#### [Short exercise]
Leave out the images and repeat the listing below without a single change.

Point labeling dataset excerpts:
- - -

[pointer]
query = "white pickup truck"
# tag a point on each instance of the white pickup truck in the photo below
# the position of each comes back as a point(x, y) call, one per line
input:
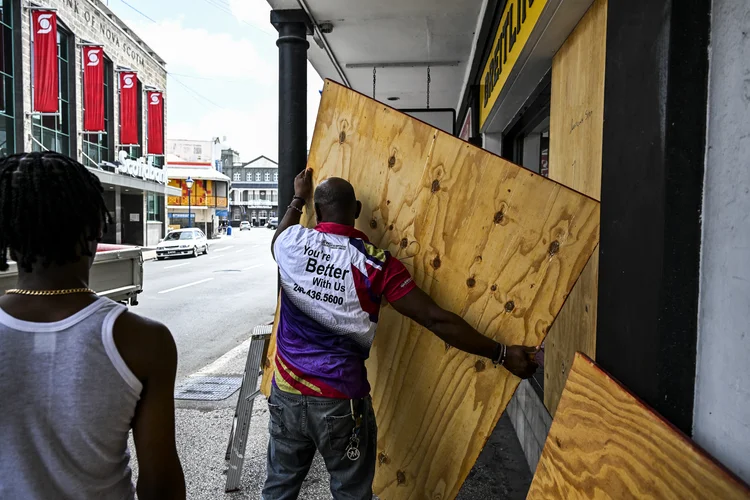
point(117, 273)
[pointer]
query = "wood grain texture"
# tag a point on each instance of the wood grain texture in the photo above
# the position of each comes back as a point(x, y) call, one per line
point(576, 132)
point(605, 443)
point(495, 243)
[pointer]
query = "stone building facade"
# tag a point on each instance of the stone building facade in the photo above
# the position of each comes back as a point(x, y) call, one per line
point(254, 196)
point(135, 184)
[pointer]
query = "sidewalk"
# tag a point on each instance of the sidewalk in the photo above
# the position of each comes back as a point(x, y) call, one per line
point(203, 431)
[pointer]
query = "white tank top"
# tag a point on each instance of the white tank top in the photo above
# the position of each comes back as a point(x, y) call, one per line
point(67, 402)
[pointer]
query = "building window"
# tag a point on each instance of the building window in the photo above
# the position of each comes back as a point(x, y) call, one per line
point(156, 160)
point(52, 133)
point(96, 146)
point(155, 204)
point(134, 152)
point(7, 94)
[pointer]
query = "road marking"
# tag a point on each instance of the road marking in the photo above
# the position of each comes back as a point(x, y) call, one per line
point(185, 286)
point(177, 265)
point(219, 366)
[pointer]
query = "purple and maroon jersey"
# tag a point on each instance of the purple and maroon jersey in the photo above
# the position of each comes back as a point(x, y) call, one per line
point(332, 282)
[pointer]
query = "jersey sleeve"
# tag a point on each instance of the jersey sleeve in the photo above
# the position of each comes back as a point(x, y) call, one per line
point(397, 280)
point(285, 243)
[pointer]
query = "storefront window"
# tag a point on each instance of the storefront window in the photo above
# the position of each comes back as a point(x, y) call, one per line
point(7, 95)
point(156, 160)
point(155, 207)
point(52, 133)
point(96, 146)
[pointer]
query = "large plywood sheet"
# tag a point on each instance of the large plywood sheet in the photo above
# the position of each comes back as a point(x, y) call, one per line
point(576, 132)
point(497, 244)
point(604, 443)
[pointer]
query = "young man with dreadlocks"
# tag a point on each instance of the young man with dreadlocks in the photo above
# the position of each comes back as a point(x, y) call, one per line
point(77, 372)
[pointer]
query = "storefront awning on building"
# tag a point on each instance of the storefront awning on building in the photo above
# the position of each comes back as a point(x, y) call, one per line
point(196, 173)
point(400, 40)
point(128, 182)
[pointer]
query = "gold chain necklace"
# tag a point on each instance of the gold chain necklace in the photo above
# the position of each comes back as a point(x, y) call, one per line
point(48, 293)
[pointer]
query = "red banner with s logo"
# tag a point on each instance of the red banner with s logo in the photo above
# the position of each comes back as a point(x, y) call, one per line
point(129, 109)
point(156, 123)
point(93, 89)
point(46, 71)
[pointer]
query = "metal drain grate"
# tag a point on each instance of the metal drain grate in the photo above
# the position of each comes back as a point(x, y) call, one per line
point(207, 388)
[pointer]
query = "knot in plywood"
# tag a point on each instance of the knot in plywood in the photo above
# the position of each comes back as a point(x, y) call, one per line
point(401, 477)
point(554, 247)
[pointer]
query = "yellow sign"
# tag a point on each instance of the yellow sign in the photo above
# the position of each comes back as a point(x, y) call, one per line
point(516, 25)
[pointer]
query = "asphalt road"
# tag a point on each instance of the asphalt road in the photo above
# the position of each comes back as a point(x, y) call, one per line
point(212, 303)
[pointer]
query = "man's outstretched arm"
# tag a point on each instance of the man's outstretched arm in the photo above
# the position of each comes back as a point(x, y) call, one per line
point(452, 329)
point(302, 194)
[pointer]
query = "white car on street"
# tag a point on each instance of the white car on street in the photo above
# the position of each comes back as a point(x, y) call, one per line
point(182, 242)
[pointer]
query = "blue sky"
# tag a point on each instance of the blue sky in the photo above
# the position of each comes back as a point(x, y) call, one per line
point(223, 64)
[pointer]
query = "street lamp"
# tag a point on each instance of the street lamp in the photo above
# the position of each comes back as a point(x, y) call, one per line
point(189, 184)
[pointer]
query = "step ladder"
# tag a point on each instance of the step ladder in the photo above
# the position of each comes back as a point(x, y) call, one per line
point(248, 392)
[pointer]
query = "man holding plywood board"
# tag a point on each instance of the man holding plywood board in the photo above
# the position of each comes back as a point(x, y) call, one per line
point(498, 244)
point(332, 281)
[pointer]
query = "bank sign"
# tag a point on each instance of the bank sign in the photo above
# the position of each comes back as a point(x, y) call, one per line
point(516, 24)
point(138, 168)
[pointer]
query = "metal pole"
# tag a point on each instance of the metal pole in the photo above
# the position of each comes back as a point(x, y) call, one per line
point(292, 26)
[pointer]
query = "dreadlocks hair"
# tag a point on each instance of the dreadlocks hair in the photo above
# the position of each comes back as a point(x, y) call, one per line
point(51, 208)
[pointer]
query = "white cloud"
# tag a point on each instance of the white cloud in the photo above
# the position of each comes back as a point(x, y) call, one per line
point(255, 12)
point(250, 128)
point(201, 53)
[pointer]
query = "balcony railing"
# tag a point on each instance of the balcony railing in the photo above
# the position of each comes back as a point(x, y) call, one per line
point(198, 201)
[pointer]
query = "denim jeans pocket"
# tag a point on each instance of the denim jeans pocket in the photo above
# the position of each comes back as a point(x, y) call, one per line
point(276, 427)
point(339, 431)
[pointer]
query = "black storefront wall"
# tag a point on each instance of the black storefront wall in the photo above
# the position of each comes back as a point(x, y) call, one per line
point(652, 184)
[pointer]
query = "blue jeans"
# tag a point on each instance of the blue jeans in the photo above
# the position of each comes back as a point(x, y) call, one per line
point(302, 424)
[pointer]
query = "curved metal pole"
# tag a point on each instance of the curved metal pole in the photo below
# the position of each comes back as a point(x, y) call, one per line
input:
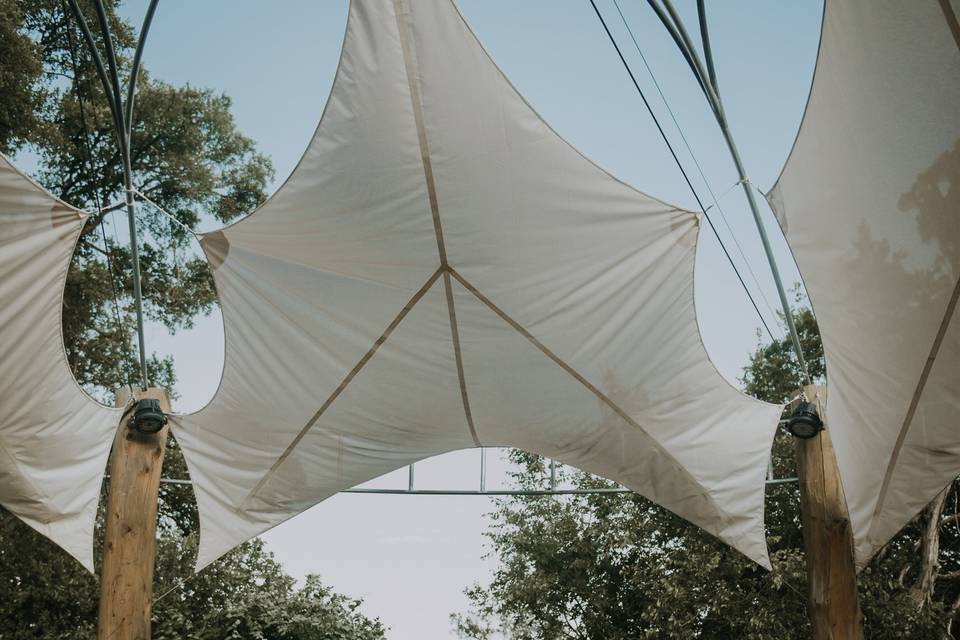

- - -

#### [Task output]
[pointer]
query = "white pickup truck"
# tag a point on each instance of the white pickup truck in the photo below
# the position of each comes back as a point(x, y) call, one per line
input:
point(117, 273)
[pointer]
query = "wood grain texture"
# tag a point on each instance of the wood grain texture in the photo above
# the position of each comes back as a point(x, y) call, one per line
point(576, 132)
point(605, 443)
point(495, 243)
[pointer]
query = "stone building facade"
# tag a point on each instance of the stone building facade in the photo above
# the position of each comes back as a point(x, y) call, one per line
point(254, 196)
point(135, 184)
[pointer]
query = "sidewalk"
# tag a point on each instance of the sidewalk in the photo above
# the position of each comes back as a point(x, y) call, one per line
point(203, 431)
[pointer]
query = "white tank top"
# tag a point on each instance of the white tank top in the photo above
# the position of each comes back as a point(x, y) call, one per line
point(67, 402)
[pointer]
query = "building window"
# tag a point on each instance of the building window in the photo above
# the position of each comes back as a point(x, y) call, one per line
point(156, 160)
point(52, 133)
point(96, 146)
point(155, 204)
point(134, 152)
point(7, 94)
[pointer]
query = "road marking"
# tag a point on each instance of the road marking in the photo above
# the position of each comes back as a point(x, y) call, one per line
point(185, 286)
point(177, 265)
point(219, 366)
[pointer]
query = "purple and maroon jersey"
# tag a point on each instance of the purple and maroon jersey in the photo above
# the position of each comes back as a point(x, y) call, one per line
point(332, 282)
[pointer]
query = "jersey sleeve"
# tag a point on each instance of the jersey sleeve in the photo above
# the position of each comes back as a point(x, y) call, one per line
point(397, 280)
point(285, 243)
[pointer]
query = "storefront window"
# tag a point on each instance of the storefront window in the photo above
# the position of each comes back as a point(x, y) call, one per line
point(7, 95)
point(156, 160)
point(155, 207)
point(52, 133)
point(96, 146)
[pointer]
query = "large plywood sheet"
# tag a point on each instance of the large plywood sheet in the photo above
# the position of each comes back as a point(x, y) call, one per line
point(576, 132)
point(497, 244)
point(604, 443)
[pointer]
query = "young man with dreadlocks"
# tag a point on each instance of the young man with dreadlocks in the photo above
# the position of each comes back as a point(x, y) call, one per line
point(77, 372)
[pointer]
query = "storefront awning on building"
# tag a point on each instance of the storefront awning on building in the photo above
# the position of each comes back as a point(x, y) call, one per line
point(196, 173)
point(400, 40)
point(128, 182)
[pointer]
query = "gold chain necklace"
# tag a point on each instance of the gold chain necklace in the photo above
# the position of each comes back as a point(x, y) call, one per line
point(48, 293)
[pointer]
query = "red banner with s logo"
# tag a point on each instance of the red banner with s logo in the photo above
# the position of each comes back as a point(x, y) call, one per line
point(129, 109)
point(156, 123)
point(93, 89)
point(46, 71)
[pointer]
query = "metal drain grate"
# tag a point on each instance of the metal drain grate in the photo above
# the position of each comes back as a point(x, y) call, one per line
point(207, 388)
[pointer]
query = "knot in plywood"
# tag a point on each instance of the knot in plywood in the photo above
# the position of each comes back as a point(x, y) call, one per line
point(401, 477)
point(554, 247)
[pointer]
query = "yellow sign"
# tag a point on each instance of the yellow sign in the photo above
# the position of each comes back as a point(x, y) call, one per line
point(516, 25)
[pointer]
query = "asphalt road"
# tag a point on each instance of the asphalt road in the photo above
# the position of each comes back as a point(x, y) call, one per line
point(212, 303)
[pointer]
query = "man's outstretched arm"
# tag a point on each instance of the man's outstretched arm in the photo above
# the position of each comes back as a point(x, y) call, one per line
point(452, 329)
point(302, 194)
[pointer]
query = "white car on street"
# tag a point on each instance of the white car on street in the photo above
# the position of each comes back as a point(x, y) call, one per line
point(182, 242)
[pointer]
query = "blue sky"
# tag a point on each instance of the blue sky in the photo above
# the position of each comes back as a point(x, y) call, one per line
point(223, 64)
[pointer]
query = "street lamp"
# tag a point on each instance of the street lamp in the photo above
# the position of each comes back as a point(x, y) call, one per line
point(189, 184)
[pointer]
query = "step ladder"
# tag a point on each instance of the step ladder in the photo above
# the position of each comes back as a point(x, y) call, one per line
point(248, 392)
[pointer]
query = "man holding plywood board"
# tag a point on each instance of the man holding plywood board in the photo above
# the position of each comes back as a point(x, y) call, one per line
point(498, 244)
point(332, 281)
[pointer]
query = "bank sign"
# tag a point on each instance of the bank sign in the photo above
# the position of each comes back as a point(x, y) call, one per line
point(516, 24)
point(138, 168)
[pointer]
query = "metal pole"
# tag a point on each instance of the metal pole in the photo above
# the position of each comes back as a point(x, y) call, one per line
point(292, 26)
[pointer]
query = "dreadlocks hair"
# tag a point on each instance of the dreadlocks hair in the photo above
# the position of each comes back as a point(x, y) call, one per line
point(51, 208)
[pointer]
query = "white cloud"
# tag a point on each instance of the white cloud in the photo above
# the position of each comes back as a point(x, y) call, one per line
point(255, 12)
point(250, 128)
point(201, 53)
[pointer]
query = "balcony railing"
# tag a point on each instance of the balcony railing in the photo above
# the position of each comes back as a point(x, y) call, one per line
point(198, 201)
[pointer]
query = "denim jeans pocket"
# tag a point on each instance of the denim jeans pocket in the photo above
# the position of each comes back as a point(x, y) call, one per line
point(276, 427)
point(339, 431)
[pointer]
query = "black storefront wall"
# tag a point on each instance of the black storefront wall in the photo above
# the position of each comes back as a point(x, y) call, one per line
point(652, 184)
[pointer]
query = "blue jeans"
# tag a point on each instance of the blue jeans in the photo above
# the position of each comes back as a point(x, y) call, one per line
point(302, 424)
[pointer]
query = "curved metal pole"
# tag a point on each instance of the curved metal pole in the photo below
# the position of each comes back as a point(x, y) call, one per line
input:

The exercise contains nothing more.